> [Task to complete]:
For the text below on the founding of the MPS, decide whether each statement agrees with it: (a) The MPS was originally to be called the Acton-Tocqueville Society. (b) Frank Knight supported naming the group after Acton and Tocqueville. (c) The ITO charter was being drafted in Geneva while the conferees met. Answer yes or no for each, and quote the deciding words of the text.

> [Selected excerpt]:

────────────────

The MPS was established on April 10, 1947, at a conference organized by Friedrich Hayek at the base of Mont Pèlerin on Lake Geneva. The conferees met as the International Trade Organization (ITO) charter was being drafted at the opposite end of the lake in Geneva, Switzerland.

The MPS was originally to be named the Acton-Tocqueville Society. Frank Knight protested against naming the group after two "Roman Catholic aristocrats," and Ludwig von Mises expressed concern that the mistakes made by Acton and Tocqueville would be connected with the society.

In its "Statement of Aims" on April 8, 1947, the scholars were worried about the dangers faced by civilization, stating:

Over large stretches of the Earth's surface the essential conditions of human dignity and freedom have already disappeared. In others they are under constant menace from the development of current tendencies of policy. The position of the individual and the voluntary group are progressively undermined by extensions of arbitrary power. Even that most precious possession of Western Man, freedom of thought and expression, is threatened by the spread of creeds which, claiming the privilege of tolerance when in the position of a minority, seek only to establish a position of power in which they can suppress and obliterate all views but their own.

The group also stated that it is "difficult to imagine a society in which freedom may be effectively preserved" without the "diffused power and initiative" associated with "private property and the competitive market" and found it desirable among other things to study the following matters:
1. The analysis and exploration of the nature of the present crisis so as to bring home to others its essential moral and economic origins.
2. The redefinition of the functions of the state so as to distinguish more clearly between the totalitarian and the liberal order.
3. Methods of re-establishing the rule of law and of assuring its development in such manner that individuals and groups are not in a position to encroach upon the freedom of others and private rights are not allowed to become a basis of predatory power.

────────────────

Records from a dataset
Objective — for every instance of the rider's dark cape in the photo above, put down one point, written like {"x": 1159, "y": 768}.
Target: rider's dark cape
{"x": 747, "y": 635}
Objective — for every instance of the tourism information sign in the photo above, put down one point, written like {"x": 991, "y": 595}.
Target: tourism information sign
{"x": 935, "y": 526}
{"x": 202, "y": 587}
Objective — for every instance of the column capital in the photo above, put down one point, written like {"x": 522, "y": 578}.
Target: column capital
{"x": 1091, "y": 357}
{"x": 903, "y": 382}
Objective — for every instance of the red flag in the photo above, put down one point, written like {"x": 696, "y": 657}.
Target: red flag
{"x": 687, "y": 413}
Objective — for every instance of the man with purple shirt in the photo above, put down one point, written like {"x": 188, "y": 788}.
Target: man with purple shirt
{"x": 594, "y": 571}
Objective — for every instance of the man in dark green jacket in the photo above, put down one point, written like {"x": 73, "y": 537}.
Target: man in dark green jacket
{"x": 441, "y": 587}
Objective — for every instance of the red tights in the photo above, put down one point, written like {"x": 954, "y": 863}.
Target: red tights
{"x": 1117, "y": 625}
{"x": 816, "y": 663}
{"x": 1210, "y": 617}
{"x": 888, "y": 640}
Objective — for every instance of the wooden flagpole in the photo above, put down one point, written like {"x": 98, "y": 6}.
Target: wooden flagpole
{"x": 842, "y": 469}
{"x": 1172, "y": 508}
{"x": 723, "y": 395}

────────────────

> [Response below]:
(a) Yes: "The MPS was originally to be named the Acton-Tocqueville Society."
(b) No: "Frank Knight protested against naming the group"
(c) Yes: "the International Trade Organization (ITO) charter was being drafted at the opposite end of the lake in Geneva, Switzerland."